Poursuivez l'extrait sur François d'Assise, reproduit ci-dessous, en reprenant juste après sa dernière phrase.

* **Extrait du document**:
☆ ☆ ☆

Le décès de Jacques Le
Goff, dont les leçons ont été si utiles à notre groupe de travail "Culture
et théologie au moyen-âge", nous donne l'occasion de communiquer son
dernier "apport", au travail de Geneviève Berail sur l'évangélisme
de François d'Assise. Il s'agit de la préface, utilisée par Geneviève comme
introduction, au livre de Le Goff sur François d'Assise.
Préface
François d’Assise, personnage historique, contemporain
du tournant décisif pour la Chrétienté occidentale des XII°-XIII°s. Ce moment
où le Moyen-Age se modernise, devient dynamique, fait bouger la religion et la
société. Lieu bouillonnant de ces changements en Occident : l’Italie
centrale.
Aux marges de l’Eglise, sans tomber
dans l’hérésie ; révolté sans nihilisme, François d’Assise ira dans les
villes en plein essor, au contact de la civilisation courtoise, sur les routes
et dans les ermitages, inaugurer une nouvelle pratique de la pauvreté, de
l’humilité, de la parole. Il a joué un rôle décisif dans l’essor
des Ordres Mendiants, diffusant un apostolat différent pour la nouvelle
société ; apparaissant - à notre époque - comme l’inventeur médiéval de la
Nature, qui s’exprime dans la religion, la littérature, l’art ; et le
modèle d’un nouveau type de sainteté centrée sur le Christ, auquel il s’est
identifié. Au point d’être l’un des personnages les plus impressionnants en son
temps, et encore aujourd’hui pour l’Histoire médiévale.
Les biographes nous en donnent une
image qui allie simplicité et prestige, humilité et fascination, physique
ordinaire et rayonnement exceptionnel. Il est représenté dans une simplicité
accueillante. Il nous apparaît familier, mais réservé. Si bien que j’ai été
attiré par cet homme hors du commun, historiquement et humainement exemplaire
pour tous les temps. Il m’a inspiré le désir d’en faire un objet d’Histoire
totale. Mais je ne l’ai pas fait. Parce que d’autres l’ont bien fait. Ce
qui est présenté, à la demande de Pierre Nora, c’est un ensemble de textes
consacrés au Poverello.
François d’Assise se retrouve loin des élucubrations
pseudo-millénaristes dans lesquelles il n’a pas sa place [Jacques Delarun,
Chiara Frugoni, et moi-même, avons une sensibilité similaire vis-à-vis du
(déroulement de l’histoire ? ) franciscaine.
Je me suis servi de quatre textes, parus en anglais et en italien dans
un n° spécial de la revue internationale de théologie : « Concilium » (1981), qui le placent,
de façon chronologique, dans son contexte géographique, social, culturel et
historique.

☆ ☆ ☆

* **Données fournies**:
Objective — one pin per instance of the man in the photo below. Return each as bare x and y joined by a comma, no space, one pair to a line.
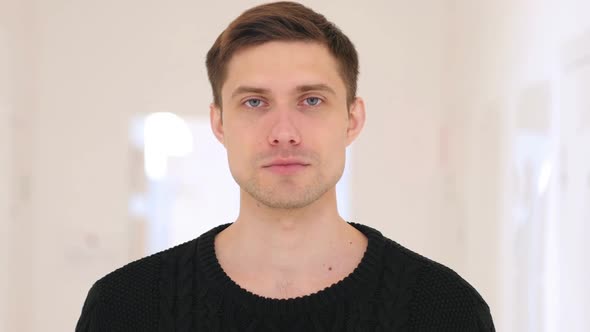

☆ ☆ ☆

* **Résultat**:
Ces textes nous présentent les
renouvellements et les pesanteurs du monde féodal au tournant des XII°-XIII°s ;
les luttes entre les différents groupes de la société ; les
transformations des traditions auxquelles François n’a pas échappé : homme
et saint, sans cesse déchiré.
« I Protagonisti », paru en italien (1967). Expose les problèmes
de ses écrits et de ses biographies, liés à son image et à l’interprétation du
personnage ainsi que son influence dans le milieu franciscain du XIII°s.
Les conflits internes de l’Ordre témoignent de l’interprétation de la personne
et des intentions de son fondateur, et surtout, des contradictions et des
luttes du Moyen-Age central.
Les
colloques de St Cloud de 1967 et 1973 : sont axés sur le vocabulaire des
catégories sociales chez François d’Assise et ses biographes du XIII°s.
Repérer, faire entendre, élucider la parole des hommes du passé est une des
tâches primordiales de l’historien.
François d’Assise, qui a voulu agir sur
la société de son temps, s’exprime verbalement, ou par écrit. Son outillage de
mots, d’idées, de sentiments est mis en valeur dans ce texte qui éclaire les
instruments dont il s’est servi pour la toucher et la transformer :
vocabulaire d’action.
J’ai scruté l’influence du
franciscanisme primitif sur les modèles culturels du XIII°s.Je propose une ébauche de l’univers
culturel de cette époque et un repérage de la présence de François et de ses
disciples dans cet univers.
Où est le vrai François ? Où est mon
François ?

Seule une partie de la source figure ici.